Please list the lines of the entries below as a numbered list, leaving out any blank lines.
Start of DATA FOR THE TASK
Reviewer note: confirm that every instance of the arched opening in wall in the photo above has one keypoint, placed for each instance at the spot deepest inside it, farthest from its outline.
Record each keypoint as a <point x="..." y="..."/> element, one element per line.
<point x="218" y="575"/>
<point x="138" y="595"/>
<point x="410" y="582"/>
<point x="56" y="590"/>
End of DATA FOR THE TASK
RESULT:
1. Reviewer note: confirm that every instance of the arched opening in wall in the photo above has one keypoint, placed for each instance at the spot deepest inside it, farthest from its outline.
2. Record each keypoint as a <point x="..." y="..."/> element, one element per line.
3. <point x="218" y="575"/>
4. <point x="138" y="595"/>
5. <point x="410" y="582"/>
6. <point x="56" y="590"/>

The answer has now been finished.